[Raw records]
>>>

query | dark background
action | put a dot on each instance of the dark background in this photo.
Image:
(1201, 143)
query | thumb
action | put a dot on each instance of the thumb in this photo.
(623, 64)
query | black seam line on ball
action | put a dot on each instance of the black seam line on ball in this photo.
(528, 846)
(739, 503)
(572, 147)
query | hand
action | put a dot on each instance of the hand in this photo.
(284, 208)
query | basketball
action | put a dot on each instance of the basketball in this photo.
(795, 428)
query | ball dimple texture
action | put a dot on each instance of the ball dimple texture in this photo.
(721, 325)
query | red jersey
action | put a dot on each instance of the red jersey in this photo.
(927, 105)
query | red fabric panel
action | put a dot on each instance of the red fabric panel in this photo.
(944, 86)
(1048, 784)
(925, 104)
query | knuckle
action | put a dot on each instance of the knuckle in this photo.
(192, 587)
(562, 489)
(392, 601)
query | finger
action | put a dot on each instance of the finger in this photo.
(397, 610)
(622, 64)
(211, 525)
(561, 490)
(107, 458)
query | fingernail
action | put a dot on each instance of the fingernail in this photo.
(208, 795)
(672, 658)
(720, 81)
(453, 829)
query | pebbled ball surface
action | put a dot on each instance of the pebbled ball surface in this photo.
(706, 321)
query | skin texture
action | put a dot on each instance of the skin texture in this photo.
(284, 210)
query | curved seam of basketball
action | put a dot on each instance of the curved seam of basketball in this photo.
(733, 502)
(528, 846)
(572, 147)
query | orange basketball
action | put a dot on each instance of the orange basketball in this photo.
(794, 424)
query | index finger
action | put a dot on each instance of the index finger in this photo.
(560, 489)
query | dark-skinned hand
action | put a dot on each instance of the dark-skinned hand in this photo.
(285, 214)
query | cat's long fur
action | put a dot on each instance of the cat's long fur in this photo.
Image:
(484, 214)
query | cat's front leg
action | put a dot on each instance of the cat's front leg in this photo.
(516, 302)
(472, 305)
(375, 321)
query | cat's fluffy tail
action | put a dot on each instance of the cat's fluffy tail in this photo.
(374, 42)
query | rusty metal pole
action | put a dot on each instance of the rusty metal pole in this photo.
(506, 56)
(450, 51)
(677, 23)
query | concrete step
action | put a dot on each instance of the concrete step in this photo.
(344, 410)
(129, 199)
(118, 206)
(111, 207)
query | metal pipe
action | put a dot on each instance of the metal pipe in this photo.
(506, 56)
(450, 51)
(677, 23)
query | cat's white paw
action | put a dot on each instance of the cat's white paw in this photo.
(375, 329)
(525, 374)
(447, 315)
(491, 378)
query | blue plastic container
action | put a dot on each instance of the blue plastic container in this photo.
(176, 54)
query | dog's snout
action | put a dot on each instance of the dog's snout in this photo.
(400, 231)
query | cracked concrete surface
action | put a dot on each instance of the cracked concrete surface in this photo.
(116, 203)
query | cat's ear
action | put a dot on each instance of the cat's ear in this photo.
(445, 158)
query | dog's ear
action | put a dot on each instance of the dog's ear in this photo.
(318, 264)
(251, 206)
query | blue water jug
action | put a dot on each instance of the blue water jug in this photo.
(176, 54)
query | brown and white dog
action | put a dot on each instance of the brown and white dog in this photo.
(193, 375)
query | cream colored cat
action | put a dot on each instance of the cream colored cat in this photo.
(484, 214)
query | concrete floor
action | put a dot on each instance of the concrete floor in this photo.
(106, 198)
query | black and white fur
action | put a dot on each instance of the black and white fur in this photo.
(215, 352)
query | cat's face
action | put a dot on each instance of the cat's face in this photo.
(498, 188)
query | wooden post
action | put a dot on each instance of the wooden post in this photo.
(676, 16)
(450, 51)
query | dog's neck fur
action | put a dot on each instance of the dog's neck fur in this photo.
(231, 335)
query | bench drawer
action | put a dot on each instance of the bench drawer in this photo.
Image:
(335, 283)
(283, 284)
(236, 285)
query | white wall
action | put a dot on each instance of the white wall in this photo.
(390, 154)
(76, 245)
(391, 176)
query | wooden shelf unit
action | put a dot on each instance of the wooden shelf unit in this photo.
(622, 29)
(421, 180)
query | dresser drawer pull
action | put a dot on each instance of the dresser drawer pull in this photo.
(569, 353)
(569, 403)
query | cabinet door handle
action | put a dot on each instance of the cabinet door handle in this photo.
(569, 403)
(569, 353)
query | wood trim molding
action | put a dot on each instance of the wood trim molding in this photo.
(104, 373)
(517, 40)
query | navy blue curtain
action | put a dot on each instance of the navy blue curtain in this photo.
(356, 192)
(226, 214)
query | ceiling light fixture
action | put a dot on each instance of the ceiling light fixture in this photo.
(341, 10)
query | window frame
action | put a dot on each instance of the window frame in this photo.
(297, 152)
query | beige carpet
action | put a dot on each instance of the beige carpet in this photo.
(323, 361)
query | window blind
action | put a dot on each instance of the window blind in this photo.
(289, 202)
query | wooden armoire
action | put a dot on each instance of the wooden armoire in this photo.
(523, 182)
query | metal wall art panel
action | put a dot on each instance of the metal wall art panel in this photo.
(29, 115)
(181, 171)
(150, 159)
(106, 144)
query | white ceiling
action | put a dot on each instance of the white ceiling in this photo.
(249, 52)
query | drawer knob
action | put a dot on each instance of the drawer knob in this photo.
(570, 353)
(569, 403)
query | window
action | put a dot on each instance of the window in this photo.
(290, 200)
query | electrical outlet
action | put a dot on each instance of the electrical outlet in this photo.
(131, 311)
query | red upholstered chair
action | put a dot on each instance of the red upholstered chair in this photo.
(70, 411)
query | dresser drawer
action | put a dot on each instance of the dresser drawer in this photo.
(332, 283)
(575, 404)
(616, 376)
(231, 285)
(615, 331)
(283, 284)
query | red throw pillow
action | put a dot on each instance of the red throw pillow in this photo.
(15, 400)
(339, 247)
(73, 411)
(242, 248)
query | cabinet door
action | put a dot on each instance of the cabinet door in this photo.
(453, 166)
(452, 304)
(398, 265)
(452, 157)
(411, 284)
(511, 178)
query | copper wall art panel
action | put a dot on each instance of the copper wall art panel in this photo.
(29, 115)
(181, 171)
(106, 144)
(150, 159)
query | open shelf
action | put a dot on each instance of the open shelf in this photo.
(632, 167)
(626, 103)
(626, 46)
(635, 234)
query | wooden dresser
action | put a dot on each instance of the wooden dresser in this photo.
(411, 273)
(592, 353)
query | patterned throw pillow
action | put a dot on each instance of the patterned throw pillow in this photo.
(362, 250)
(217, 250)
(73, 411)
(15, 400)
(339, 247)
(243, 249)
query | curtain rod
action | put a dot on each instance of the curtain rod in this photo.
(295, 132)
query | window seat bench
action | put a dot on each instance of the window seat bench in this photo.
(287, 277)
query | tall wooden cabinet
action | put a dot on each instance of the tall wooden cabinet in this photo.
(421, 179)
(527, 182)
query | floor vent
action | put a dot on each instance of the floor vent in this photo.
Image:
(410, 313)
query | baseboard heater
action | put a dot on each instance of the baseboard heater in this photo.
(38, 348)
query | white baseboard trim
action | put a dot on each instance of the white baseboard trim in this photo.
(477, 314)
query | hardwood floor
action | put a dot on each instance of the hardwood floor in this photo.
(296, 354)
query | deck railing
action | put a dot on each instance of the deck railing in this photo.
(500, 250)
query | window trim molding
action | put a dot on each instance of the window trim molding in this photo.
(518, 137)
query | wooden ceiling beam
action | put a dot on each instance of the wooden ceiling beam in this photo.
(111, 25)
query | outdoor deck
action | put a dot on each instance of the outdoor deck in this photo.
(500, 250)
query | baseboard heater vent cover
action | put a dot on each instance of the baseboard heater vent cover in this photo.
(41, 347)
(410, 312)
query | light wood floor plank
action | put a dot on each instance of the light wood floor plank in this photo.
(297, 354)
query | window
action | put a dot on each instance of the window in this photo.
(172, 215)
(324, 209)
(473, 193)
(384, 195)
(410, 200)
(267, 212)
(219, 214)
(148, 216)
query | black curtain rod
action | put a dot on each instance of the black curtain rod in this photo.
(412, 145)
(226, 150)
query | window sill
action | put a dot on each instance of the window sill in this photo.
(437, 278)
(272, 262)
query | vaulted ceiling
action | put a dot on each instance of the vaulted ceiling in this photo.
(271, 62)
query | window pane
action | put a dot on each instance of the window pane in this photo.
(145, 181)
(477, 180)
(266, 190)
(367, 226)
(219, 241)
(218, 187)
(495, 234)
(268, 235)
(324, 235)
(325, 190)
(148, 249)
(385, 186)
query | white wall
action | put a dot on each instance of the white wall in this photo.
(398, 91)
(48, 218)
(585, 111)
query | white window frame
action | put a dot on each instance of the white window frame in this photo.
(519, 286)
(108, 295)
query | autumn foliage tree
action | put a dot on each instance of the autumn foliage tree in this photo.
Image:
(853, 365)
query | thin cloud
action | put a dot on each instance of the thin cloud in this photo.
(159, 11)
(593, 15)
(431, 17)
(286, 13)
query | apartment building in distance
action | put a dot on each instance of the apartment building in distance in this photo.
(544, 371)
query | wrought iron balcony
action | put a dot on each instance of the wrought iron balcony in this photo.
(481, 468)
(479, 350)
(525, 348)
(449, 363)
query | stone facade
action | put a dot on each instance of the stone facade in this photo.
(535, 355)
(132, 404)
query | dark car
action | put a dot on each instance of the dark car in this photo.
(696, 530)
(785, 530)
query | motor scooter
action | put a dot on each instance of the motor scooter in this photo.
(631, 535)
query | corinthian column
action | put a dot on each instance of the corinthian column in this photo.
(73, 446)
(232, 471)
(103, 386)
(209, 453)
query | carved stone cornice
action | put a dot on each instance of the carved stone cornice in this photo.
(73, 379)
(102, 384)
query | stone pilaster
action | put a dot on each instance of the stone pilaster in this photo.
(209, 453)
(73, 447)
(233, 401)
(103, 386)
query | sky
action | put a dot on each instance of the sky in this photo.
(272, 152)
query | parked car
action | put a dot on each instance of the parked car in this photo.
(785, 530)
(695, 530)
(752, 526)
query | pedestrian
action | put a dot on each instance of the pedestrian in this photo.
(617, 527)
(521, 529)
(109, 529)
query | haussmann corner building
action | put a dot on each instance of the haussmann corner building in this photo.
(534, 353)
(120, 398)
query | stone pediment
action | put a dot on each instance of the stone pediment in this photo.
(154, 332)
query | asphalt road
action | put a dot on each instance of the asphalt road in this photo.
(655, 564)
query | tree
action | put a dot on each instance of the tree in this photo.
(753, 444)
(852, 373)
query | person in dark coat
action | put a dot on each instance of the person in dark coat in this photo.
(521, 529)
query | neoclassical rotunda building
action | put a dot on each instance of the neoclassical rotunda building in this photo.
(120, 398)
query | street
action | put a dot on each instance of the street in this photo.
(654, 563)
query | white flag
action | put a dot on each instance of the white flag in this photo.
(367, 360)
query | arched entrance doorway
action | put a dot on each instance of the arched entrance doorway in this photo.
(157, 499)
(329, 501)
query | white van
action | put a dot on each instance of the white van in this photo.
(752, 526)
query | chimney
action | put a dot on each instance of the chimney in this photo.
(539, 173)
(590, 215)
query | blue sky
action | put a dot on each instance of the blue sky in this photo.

<<<

◆ **What you will do**
Go back to the data above and please quote exactly, and only, the lines from the line with "query | person in dark coat" through its last line.

◆ **Task answer**
query | person in dark coat
action | put a dot on each instance of the person in dark coat in this photo.
(521, 529)
query | neoclassical rotunda building
action | put a dot on each instance of the neoclassical rotunda building in this photo.
(120, 398)
query | street
action | put a dot on each instance of the street in this photo.
(654, 563)
query | white flag
action | put a dot on each instance of the white flag in this photo.
(367, 360)
query | arched entrance doorway
action | put a dot on each instance of the arched entrance doorway in this photo.
(157, 499)
(329, 501)
query | white van
action | put a dot on each instance of the white van in this photo.
(752, 526)
query | chimney
action | put a dot on each instance of the chimney in this photo.
(539, 173)
(590, 215)
query | blue sky
action | put a dot on each instance of the blue sky in this photo.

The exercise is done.